SHORT PROBLEM: Update the records below so that every "gorilla" becomes "ape", and leave all other text unchanged.

ENTRIES:
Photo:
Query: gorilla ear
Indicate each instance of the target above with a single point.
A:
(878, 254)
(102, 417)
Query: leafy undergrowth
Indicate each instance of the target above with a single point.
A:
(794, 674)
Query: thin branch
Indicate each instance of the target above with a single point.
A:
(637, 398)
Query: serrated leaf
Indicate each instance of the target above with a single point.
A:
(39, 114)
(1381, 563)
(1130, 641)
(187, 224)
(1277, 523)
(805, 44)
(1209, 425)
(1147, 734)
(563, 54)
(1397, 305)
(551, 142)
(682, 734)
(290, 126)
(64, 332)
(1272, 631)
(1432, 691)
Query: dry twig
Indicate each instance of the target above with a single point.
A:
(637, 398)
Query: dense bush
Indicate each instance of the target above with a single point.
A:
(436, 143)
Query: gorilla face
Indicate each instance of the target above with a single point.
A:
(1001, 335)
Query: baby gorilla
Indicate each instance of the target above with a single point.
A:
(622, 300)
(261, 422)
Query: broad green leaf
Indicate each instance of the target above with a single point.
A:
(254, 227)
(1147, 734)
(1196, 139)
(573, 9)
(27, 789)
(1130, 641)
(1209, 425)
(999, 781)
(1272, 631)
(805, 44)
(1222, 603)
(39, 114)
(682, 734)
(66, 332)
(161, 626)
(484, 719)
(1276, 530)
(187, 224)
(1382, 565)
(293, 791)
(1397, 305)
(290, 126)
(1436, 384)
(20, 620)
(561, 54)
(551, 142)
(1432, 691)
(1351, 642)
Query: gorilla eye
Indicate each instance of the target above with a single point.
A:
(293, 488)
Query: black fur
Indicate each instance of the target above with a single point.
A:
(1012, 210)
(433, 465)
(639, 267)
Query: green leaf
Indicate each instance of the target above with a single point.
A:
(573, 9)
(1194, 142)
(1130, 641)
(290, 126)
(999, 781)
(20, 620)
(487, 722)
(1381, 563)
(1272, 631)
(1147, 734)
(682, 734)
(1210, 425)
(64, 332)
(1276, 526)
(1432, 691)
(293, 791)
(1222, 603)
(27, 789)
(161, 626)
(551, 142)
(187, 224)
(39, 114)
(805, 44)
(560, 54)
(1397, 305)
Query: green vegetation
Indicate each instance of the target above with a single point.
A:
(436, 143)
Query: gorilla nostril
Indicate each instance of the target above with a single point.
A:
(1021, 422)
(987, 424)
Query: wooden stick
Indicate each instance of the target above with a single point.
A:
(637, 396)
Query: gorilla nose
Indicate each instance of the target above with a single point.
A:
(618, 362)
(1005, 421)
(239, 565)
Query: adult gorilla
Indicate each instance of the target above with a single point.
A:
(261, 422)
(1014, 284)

TASK SOLUTION:
Photo:
Query: ape ear
Indicate each instance of the target above with a single point.
A:
(878, 254)
(102, 417)
Query: leafy undergrowth
Indicate each instance of the target above with a single point.
A:
(794, 674)
Query: thin branch
Indicate each instance of the target above with a single point.
A:
(637, 398)
Query: serrated leaf
Indicate each instance of the target above with a single point.
A:
(39, 114)
(1381, 563)
(1130, 641)
(187, 224)
(1277, 523)
(805, 44)
(1209, 425)
(1147, 734)
(563, 54)
(1397, 305)
(551, 142)
(682, 734)
(290, 126)
(64, 332)
(1272, 631)
(1432, 691)
Query: dry twig
Indicate each instance of the target above with a single point.
A:
(637, 398)
Query: dense bush
Indicate each instance of the target above with a single point.
A:
(436, 143)
Query: ape face
Indicate each instance of the target above with a single point.
A:
(1001, 335)
Query: baby ape
Indicate each instance of the target above with a single point.
A:
(622, 300)
(261, 422)
Query: broad green leaf
Indicate each instance of the target above with a single point.
A:
(254, 227)
(1147, 734)
(1196, 139)
(573, 9)
(27, 789)
(1130, 641)
(1209, 425)
(999, 781)
(1272, 631)
(805, 44)
(1222, 603)
(39, 114)
(682, 734)
(66, 332)
(161, 626)
(484, 719)
(1276, 530)
(187, 224)
(1382, 565)
(293, 791)
(1397, 305)
(290, 126)
(1436, 384)
(20, 620)
(561, 54)
(551, 142)
(1432, 691)
(1351, 642)
Query: ape eye
Indicate each instance of the target above with a single point.
A:
(293, 488)
Query: black fur
Indicate each instance of the target above with a single point.
A:
(1012, 210)
(433, 465)
(639, 267)
Query: green leaf
Indicate each instance of the target above with a single point.
A:
(573, 9)
(1194, 142)
(1130, 641)
(290, 126)
(999, 781)
(20, 620)
(487, 722)
(1381, 563)
(1272, 631)
(1147, 734)
(682, 734)
(1210, 425)
(64, 332)
(1276, 526)
(1432, 691)
(293, 791)
(1222, 603)
(27, 789)
(161, 626)
(551, 142)
(187, 224)
(39, 114)
(805, 44)
(560, 54)
(1397, 305)
Query: green vegetation
Indicate each instance of the target above with a single point.
A:
(436, 143)
Query: ape nostril
Indicate each instance of the target above with a single point.
A:
(1021, 422)
(987, 424)
Query: wooden stick
Indicate each instance of the target above with a single point.
A:
(637, 396)
Query: ape nose
Indicate each instance of the target above with a single point.
A:
(618, 362)
(1005, 421)
(239, 565)
Query: adult ape
Indicate each instance of the target above with a single point.
A:
(261, 422)
(1014, 284)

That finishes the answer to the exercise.